#### STATED GOAL
Would you copy out the whole listing exactly as given?

·····

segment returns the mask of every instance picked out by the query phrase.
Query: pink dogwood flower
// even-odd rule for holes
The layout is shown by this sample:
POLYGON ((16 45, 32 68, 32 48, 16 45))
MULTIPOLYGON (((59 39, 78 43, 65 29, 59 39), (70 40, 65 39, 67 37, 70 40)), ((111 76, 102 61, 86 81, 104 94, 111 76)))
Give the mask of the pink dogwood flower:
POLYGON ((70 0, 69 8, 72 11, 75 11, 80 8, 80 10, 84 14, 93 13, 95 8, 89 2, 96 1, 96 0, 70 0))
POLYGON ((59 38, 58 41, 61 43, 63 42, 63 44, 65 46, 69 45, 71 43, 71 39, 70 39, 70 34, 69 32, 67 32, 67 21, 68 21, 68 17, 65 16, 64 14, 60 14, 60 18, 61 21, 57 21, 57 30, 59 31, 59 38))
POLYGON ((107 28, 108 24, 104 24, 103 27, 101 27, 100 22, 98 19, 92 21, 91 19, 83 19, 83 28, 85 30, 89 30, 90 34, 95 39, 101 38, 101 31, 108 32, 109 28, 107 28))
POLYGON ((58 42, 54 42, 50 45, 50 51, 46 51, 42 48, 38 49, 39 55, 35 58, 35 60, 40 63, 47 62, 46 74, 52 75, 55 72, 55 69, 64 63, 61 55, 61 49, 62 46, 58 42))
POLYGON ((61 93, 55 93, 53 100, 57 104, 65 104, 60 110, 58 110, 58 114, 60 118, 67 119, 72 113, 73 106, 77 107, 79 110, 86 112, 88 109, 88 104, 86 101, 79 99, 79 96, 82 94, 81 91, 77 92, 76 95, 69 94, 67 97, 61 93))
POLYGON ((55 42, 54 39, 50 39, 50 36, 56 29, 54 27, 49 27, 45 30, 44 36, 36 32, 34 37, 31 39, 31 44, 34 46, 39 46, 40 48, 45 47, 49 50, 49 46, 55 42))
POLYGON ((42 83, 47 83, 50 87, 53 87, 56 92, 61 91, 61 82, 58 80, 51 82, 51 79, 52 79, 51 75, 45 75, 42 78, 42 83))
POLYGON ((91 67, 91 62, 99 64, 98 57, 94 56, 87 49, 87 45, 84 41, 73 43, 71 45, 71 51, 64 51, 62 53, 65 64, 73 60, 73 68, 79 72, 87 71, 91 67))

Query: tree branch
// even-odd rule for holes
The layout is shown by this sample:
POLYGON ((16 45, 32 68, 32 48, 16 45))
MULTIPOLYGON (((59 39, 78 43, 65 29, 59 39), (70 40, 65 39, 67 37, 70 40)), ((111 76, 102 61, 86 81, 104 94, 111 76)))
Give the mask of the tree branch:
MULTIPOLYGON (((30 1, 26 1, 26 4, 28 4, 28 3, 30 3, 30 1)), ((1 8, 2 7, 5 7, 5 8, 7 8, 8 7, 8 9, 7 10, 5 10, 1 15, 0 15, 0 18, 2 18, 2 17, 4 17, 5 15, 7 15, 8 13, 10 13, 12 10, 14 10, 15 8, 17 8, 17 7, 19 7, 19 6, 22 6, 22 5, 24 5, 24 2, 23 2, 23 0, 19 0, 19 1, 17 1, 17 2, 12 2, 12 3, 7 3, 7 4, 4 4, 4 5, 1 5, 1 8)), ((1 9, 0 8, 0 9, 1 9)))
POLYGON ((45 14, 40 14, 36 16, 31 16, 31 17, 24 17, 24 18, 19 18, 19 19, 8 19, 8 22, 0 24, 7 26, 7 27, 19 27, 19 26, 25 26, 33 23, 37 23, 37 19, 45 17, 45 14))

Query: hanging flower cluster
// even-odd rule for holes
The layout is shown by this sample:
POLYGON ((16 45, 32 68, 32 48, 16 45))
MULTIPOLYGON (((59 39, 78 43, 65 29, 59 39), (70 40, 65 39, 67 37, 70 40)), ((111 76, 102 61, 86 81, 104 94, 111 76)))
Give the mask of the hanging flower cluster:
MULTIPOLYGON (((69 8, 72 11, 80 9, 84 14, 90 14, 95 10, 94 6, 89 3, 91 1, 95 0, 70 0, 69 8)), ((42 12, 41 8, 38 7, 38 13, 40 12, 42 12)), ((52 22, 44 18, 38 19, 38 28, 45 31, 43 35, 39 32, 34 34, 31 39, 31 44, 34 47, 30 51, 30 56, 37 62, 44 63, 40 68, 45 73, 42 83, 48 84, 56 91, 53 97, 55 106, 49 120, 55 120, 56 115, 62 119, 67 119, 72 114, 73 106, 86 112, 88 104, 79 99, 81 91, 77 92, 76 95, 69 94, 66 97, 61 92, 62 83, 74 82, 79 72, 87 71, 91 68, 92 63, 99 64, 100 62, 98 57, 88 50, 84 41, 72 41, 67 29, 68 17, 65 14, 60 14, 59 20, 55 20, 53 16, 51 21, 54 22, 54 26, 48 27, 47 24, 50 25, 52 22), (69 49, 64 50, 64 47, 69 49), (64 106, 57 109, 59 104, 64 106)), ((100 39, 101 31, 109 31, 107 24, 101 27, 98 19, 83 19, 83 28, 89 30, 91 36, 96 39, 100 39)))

·····

#### SOLUTION TO THIS EXERCISE
segment returns the mask of every instance picked out by the query phrase.
Query: pink dogwood flower
// even-odd rule for holes
The layout is shown by this sample:
POLYGON ((16 45, 32 68, 32 48, 16 45))
MULTIPOLYGON (((59 39, 78 43, 65 29, 59 39), (70 40, 65 39, 67 37, 70 40)), ((111 76, 102 61, 86 81, 104 94, 111 76)))
Give the mask of the pink dogwood flower:
POLYGON ((70 0, 69 8, 72 11, 75 11, 80 8, 80 10, 84 14, 93 13, 95 8, 89 2, 96 1, 96 0, 70 0))
POLYGON ((59 38, 58 41, 61 43, 63 42, 63 44, 65 46, 69 45, 71 43, 71 39, 70 39, 70 34, 69 32, 67 32, 67 21, 68 21, 68 17, 65 16, 64 14, 60 14, 60 18, 61 21, 57 21, 57 30, 59 31, 59 38))
POLYGON ((107 28, 108 24, 104 24, 103 27, 101 27, 100 22, 98 19, 92 21, 91 19, 83 19, 83 28, 85 30, 89 30, 90 34, 95 39, 101 38, 101 31, 108 32, 109 28, 107 28))
POLYGON ((58 42, 54 42, 50 45, 50 51, 46 51, 42 48, 38 49, 39 55, 35 58, 35 60, 40 63, 47 62, 46 74, 52 75, 55 72, 55 69, 64 63, 61 55, 61 49, 62 46, 58 42))
POLYGON ((61 93, 55 93, 53 100, 57 104, 65 104, 60 110, 58 110, 58 114, 60 118, 67 119, 72 113, 73 106, 77 107, 79 110, 86 112, 88 109, 88 104, 86 101, 79 99, 79 96, 82 94, 81 91, 77 92, 76 95, 69 94, 67 97, 61 93))
POLYGON ((55 42, 54 39, 50 39, 50 36, 56 29, 54 27, 49 27, 45 30, 44 36, 36 32, 34 37, 31 39, 31 44, 34 46, 39 46, 40 48, 45 47, 49 50, 49 46, 55 42))
POLYGON ((42 83, 47 83, 50 87, 53 87, 56 92, 61 91, 61 82, 58 80, 51 82, 51 79, 52 79, 51 75, 45 75, 42 78, 42 83))
POLYGON ((91 67, 91 62, 99 64, 98 57, 94 56, 87 49, 87 45, 84 41, 73 43, 71 45, 71 51, 64 51, 62 53, 65 64, 73 60, 73 68, 79 72, 87 71, 91 67))

Query: tree branch
// even-odd rule for holes
The layout is shown by this sample:
POLYGON ((16 45, 32 68, 32 48, 16 45))
MULTIPOLYGON (((59 39, 78 43, 65 29, 59 39), (70 40, 65 39, 67 37, 70 40)), ((111 76, 102 61, 86 81, 104 94, 111 76)))
Give the mask of the tree branch:
MULTIPOLYGON (((30 1, 26 1, 26 4, 28 4, 28 3, 30 3, 30 1)), ((1 8, 2 7, 5 7, 5 8, 7 8, 8 7, 8 9, 7 10, 5 10, 1 15, 0 15, 0 18, 2 18, 2 17, 4 17, 5 15, 7 15, 8 13, 10 13, 12 10, 14 10, 15 8, 17 8, 17 7, 19 7, 19 6, 22 6, 22 5, 24 5, 24 2, 23 2, 23 0, 19 0, 19 1, 17 1, 17 2, 12 2, 12 3, 7 3, 7 4, 4 4, 4 5, 1 5, 1 8)), ((1 9, 0 8, 0 9, 1 9)))
POLYGON ((45 14, 40 14, 36 16, 31 16, 31 17, 24 17, 24 18, 19 18, 19 19, 8 19, 8 22, 0 24, 7 26, 7 27, 19 27, 19 26, 25 26, 33 23, 37 23, 37 19, 45 17, 45 14))

Query: hanging flower cluster
// even-odd rule for holes
The layout is shown by this sample:
POLYGON ((16 45, 32 68, 32 48, 16 45))
MULTIPOLYGON (((59 39, 78 43, 65 29, 59 39), (70 40, 65 39, 67 37, 70 40)), ((111 76, 102 61, 86 81, 104 94, 111 76)))
Give the mask of the hanging flower cluster:
MULTIPOLYGON (((69 8, 72 11, 80 9, 84 14, 90 14, 95 10, 94 6, 89 3, 91 1, 95 0, 70 0, 69 8)), ((42 12, 41 8, 38 7, 38 13, 40 12, 42 12)), ((52 22, 44 18, 38 19, 38 28, 45 31, 43 35, 39 32, 34 34, 31 39, 31 44, 34 47, 30 51, 30 56, 37 62, 44 63, 40 68, 45 73, 42 83, 48 84, 56 91, 53 97, 55 106, 49 120, 55 120, 56 115, 62 119, 67 119, 72 114, 73 106, 86 112, 88 104, 79 99, 81 91, 77 92, 76 95, 69 94, 66 97, 61 92, 62 83, 74 82, 79 72, 87 71, 91 68, 92 63, 99 64, 100 62, 98 57, 88 50, 84 41, 72 41, 67 29, 68 17, 65 14, 60 14, 59 20, 55 20, 53 16, 51 21, 54 22, 54 26, 48 27, 47 24, 50 25, 52 22), (69 49, 64 50, 64 47, 69 49), (64 106, 57 109, 59 104, 64 106)), ((100 39, 101 31, 109 31, 107 24, 101 27, 98 19, 83 19, 83 28, 89 30, 91 36, 96 39, 100 39)))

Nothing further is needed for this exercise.